▸ TEKS BACAAN:
◇ ◇ ◇ ◇ ◇ ◇ ◇

Dengan demikian, angka kemiskinan di atas memperlihatkan kepada kita bahwa kemiskinan merupakan sebuah persoalan sosial yang membutuhkan perhatian khusus dari berbagai elemen masyarakat dunia. Harus diakui bahwa dalam mengentaskan kemiskinan, pemerintah telah melakukan suatu upaya untuk memberantas kemiskinan dengan memberikan Bantuan Langsung Tunai (BLT) kepada warga miskin. Tetapi, kendatipun demikian fakta menunjukkan bahwa kemisikinan di Indonesia masih merupakan sebuah problem sosial. Jadi, apa yang dilakukan oleh pemerintah masih sebatas wacana untuk menarik perhatian masyarakat yang tidak mampu. Pemerintah belum mempunyai keseriusan dalam mengentaskan kemiskinan sebagai sebuah persoalan sosial yang harus diselesaikan.
Berangkat dari realitas kemiskinan di Indonesia dan di dunia, penulis mengangkat tema tentang kemiskinan (option for the poor) dengan bertolak dari apa yang digagas dalam ensiklik Sollicitudo Rei Socialis yang dikeluarkan oleh Paus Yohanes Paulus II.

II. Latar belakang Munculnya Sollicitudo Rei Socialis (SRS)

◇ ◇ ◇ ◇ ◇ ◇ ◇

▸ Bagian dari berkas data:
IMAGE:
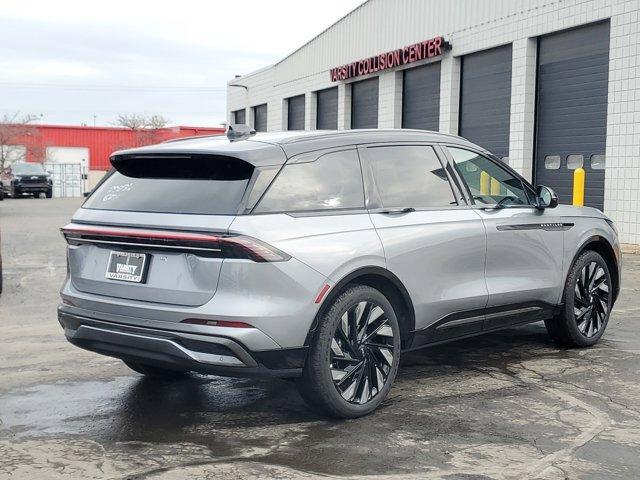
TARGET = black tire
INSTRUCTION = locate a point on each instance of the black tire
(361, 362)
(156, 372)
(587, 302)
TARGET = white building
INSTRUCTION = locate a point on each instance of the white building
(548, 84)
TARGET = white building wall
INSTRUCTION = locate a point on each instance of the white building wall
(470, 26)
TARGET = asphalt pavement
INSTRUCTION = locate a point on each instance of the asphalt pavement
(508, 405)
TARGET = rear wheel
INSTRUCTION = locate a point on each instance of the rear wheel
(588, 298)
(155, 372)
(354, 356)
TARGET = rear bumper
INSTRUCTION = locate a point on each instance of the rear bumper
(207, 354)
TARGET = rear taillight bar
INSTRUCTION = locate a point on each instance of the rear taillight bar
(208, 244)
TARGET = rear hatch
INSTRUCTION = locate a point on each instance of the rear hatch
(156, 229)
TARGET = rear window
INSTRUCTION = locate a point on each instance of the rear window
(205, 185)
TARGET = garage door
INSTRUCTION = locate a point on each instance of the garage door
(421, 97)
(295, 113)
(239, 117)
(485, 99)
(364, 104)
(573, 72)
(327, 109)
(260, 118)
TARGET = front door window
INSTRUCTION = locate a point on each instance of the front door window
(489, 183)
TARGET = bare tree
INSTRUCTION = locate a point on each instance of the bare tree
(145, 127)
(156, 121)
(136, 121)
(18, 136)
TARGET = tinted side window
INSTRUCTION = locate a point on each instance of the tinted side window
(333, 181)
(489, 182)
(410, 176)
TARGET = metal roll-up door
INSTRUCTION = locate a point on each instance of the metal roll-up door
(571, 121)
(421, 97)
(239, 117)
(364, 104)
(327, 109)
(260, 118)
(295, 113)
(485, 99)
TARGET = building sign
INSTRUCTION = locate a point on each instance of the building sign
(395, 58)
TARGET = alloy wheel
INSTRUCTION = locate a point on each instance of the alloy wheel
(362, 352)
(591, 299)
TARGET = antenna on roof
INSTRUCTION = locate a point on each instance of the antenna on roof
(237, 132)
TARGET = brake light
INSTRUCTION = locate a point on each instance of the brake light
(216, 323)
(211, 244)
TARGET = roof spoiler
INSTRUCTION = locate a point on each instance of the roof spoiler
(237, 132)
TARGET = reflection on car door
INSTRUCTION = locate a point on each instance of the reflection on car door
(433, 242)
(524, 244)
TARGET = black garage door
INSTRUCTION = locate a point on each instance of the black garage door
(260, 118)
(364, 104)
(421, 97)
(573, 72)
(295, 113)
(239, 117)
(327, 109)
(485, 99)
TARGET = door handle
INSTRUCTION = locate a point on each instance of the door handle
(398, 211)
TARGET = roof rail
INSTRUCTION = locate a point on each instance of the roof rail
(191, 137)
(237, 132)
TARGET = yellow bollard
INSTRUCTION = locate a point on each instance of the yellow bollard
(578, 187)
(495, 187)
(485, 182)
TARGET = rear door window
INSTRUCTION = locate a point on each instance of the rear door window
(205, 185)
(331, 181)
(410, 177)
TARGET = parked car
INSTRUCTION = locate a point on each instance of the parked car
(26, 178)
(323, 256)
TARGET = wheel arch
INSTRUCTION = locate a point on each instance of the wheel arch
(382, 280)
(603, 247)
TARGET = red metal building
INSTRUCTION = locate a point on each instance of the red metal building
(100, 142)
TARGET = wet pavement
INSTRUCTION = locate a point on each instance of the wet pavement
(502, 406)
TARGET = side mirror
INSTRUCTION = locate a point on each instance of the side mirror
(547, 198)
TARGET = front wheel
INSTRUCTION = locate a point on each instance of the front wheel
(588, 298)
(354, 355)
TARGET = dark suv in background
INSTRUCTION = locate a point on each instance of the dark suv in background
(26, 178)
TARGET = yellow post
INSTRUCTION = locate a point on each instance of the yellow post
(495, 187)
(578, 187)
(485, 182)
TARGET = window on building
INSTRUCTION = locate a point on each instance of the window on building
(552, 162)
(240, 117)
(489, 183)
(410, 176)
(332, 181)
(575, 161)
(598, 162)
(260, 118)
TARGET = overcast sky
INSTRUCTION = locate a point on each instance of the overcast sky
(69, 60)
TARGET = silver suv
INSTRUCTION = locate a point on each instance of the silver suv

◇ ◇ ◇ ◇ ◇ ◇ ◇

▸ TUGAS YANG DIKERJAKAN:
A - Ketik ulang bagian teks tentang kemiskinan, mulai dari "Berangkat dari realitas" sampai dengan "Rei Socialis (SRS)", tanpa mengubah apa pun.
B - Berapa banyak baris dalam catatan yang memuat kata "taillight"? Tuliskan angkanya saja.

▸ JAWABAN LATIHAN:
A -
Berangkat dari realitas kemiskinan di Indonesia dan di dunia, penulis mengangkat tema tentang kemiskinan (option for the poor) dengan bertolak dari apa yang digagas dalam ensiklik Sollicitudo Rei Socialis yang dikeluarkan oleh Paus Yohanes Paulus II.

II. Latar belakang Munculnya Sollicitudo Rei Socialis (SRS)

B - 2